• Aim: Reproduce each of the rows below word for word, with nothing changed.
# # # #
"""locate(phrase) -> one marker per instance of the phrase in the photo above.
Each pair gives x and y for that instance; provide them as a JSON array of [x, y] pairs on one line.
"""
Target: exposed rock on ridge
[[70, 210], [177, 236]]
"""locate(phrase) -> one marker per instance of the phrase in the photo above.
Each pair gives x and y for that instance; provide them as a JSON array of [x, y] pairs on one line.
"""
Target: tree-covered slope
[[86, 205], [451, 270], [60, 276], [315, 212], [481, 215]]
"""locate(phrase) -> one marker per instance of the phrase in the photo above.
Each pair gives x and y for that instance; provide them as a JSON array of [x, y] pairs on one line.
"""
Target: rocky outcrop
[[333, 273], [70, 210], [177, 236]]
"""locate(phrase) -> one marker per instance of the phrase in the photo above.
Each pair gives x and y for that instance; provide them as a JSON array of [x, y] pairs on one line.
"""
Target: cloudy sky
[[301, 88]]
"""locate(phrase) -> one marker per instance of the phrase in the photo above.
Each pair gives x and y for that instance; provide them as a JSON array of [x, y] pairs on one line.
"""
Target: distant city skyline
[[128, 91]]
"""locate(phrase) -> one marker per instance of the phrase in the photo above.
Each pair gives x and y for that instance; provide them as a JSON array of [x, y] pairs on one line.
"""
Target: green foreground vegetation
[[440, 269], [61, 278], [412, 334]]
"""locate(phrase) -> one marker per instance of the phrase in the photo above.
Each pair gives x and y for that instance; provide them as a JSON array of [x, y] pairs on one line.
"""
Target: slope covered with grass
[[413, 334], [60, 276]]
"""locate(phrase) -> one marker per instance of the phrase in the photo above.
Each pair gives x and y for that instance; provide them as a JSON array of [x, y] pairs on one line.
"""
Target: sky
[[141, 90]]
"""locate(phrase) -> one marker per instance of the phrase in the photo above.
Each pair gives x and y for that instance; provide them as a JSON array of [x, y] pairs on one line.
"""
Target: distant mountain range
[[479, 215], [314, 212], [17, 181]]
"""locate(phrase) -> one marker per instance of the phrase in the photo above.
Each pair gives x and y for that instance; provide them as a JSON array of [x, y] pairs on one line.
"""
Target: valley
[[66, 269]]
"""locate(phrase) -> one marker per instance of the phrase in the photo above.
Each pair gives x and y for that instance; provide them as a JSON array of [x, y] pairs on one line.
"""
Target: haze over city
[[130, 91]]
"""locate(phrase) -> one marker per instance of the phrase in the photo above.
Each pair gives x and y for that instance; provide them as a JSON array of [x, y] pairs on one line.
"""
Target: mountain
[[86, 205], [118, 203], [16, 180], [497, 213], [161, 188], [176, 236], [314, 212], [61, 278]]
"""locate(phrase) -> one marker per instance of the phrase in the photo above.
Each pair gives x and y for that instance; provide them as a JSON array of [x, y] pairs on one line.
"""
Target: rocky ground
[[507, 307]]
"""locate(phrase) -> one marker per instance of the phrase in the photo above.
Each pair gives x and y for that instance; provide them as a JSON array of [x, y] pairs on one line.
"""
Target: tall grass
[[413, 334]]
# # # #
• Output of the exercise:
"""locate(phrase) -> one marker per instance of the phrase in the photo above.
Each pair gives x and y for that instance; provide them as a JSON array of [x, y] pairs on one line.
"""
Target: exposed rock on ridge
[[70, 210], [177, 236]]
"""locate(phrase) -> one marker per instance of the phrase in the photo above.
Each pair gives x and y for that instance; provide them as a JSON array of [x, y] pairs on one line.
"""
Target: tree-covered slope
[[86, 205], [451, 270], [60, 276], [315, 212], [481, 215]]
"""locate(phrase) -> one marker per instance of the phrase in the photo above.
Each pair gives x and y for that instance; provide them as a JSON array of [x, y] pairs on one line.
"""
Target: rocky outcrop
[[333, 273], [70, 210], [177, 236]]
"""locate(phrase) -> one marker per instance of the phrase in the photo above.
Each pair gives x and y for that instance; provide them as a JSON array of [x, y] pairs on one line.
"""
Target: cloudy sky
[[301, 88]]
"""locate(phrase) -> one marker per instance of the phrase in the photo above.
Each pair gives x and y for that instance; provide them as a JSON array of [x, y] pairs on one line.
"""
Target: distant city skyline
[[128, 91]]
"""locate(phrase) -> one marker per instance of the phrase in the photo above.
Each pair gives x and y for that instance; provide them as a JSON array of [x, y] pairs on one line.
"""
Target: green foreground vegetation
[[440, 269], [61, 278], [412, 334]]
"""locate(phrase) -> one marker per instance of the phrase in the photo above.
Each pair gives x and y for that instance; provide them as a JSON array of [x, y] pairs on one line.
"""
Target: slope covered with grass
[[413, 334], [60, 276]]
"""locate(phrase) -> one marker per instance of the phrase in the photo above.
Each pair gives x and y for that instance; provide them as a JSON array of [x, y] pairs on one line.
"""
Target: sky
[[141, 90]]
"""locate(phrase) -> one marker per instance of the phrase in the photo above.
Each pair gives x and y for that instance; provide them as a JSON array of [x, y] pairs on one line.
"""
Target: distant mountain range
[[479, 215], [314, 212], [17, 181]]
"""locate(phrase) -> one marker per instance of the phrase in the photo above.
Each pair gives x and y for that instance; provide them as a JSON array of [x, y] pairs on one line.
"""
Target: valley
[[66, 269]]
"""locate(phrase) -> one marker per instance of the phrase in the photo above.
Each pair gives x and y for that instance; provide them as a JSON array of [x, y] pairs on one line.
"""
Target: haze over city
[[130, 91]]
"""locate(phrase) -> one marker per instance of the phrase in the photo above.
Each pair gives x and y for that instance; provide them as a JSON array of [x, y] pairs on one line.
"""
Target: mountain
[[86, 205], [118, 203], [16, 180], [497, 213], [161, 188], [176, 236], [314, 212], [61, 278]]
"""locate(phrase) -> one marker per instance of the phrase in the photo above.
Each pair gives x and y for that instance; provide them as a JSON array of [x, y] pairs on one line.
"""
Target: rocky ground
[[507, 307]]
"""locate(phrase) -> one marker per instance of the phrase in the photo above.
Each pair gives x and y for that instance; provide them as a JSON array of [x, y] pairs on one line.
"""
Target: tall grass
[[413, 334]]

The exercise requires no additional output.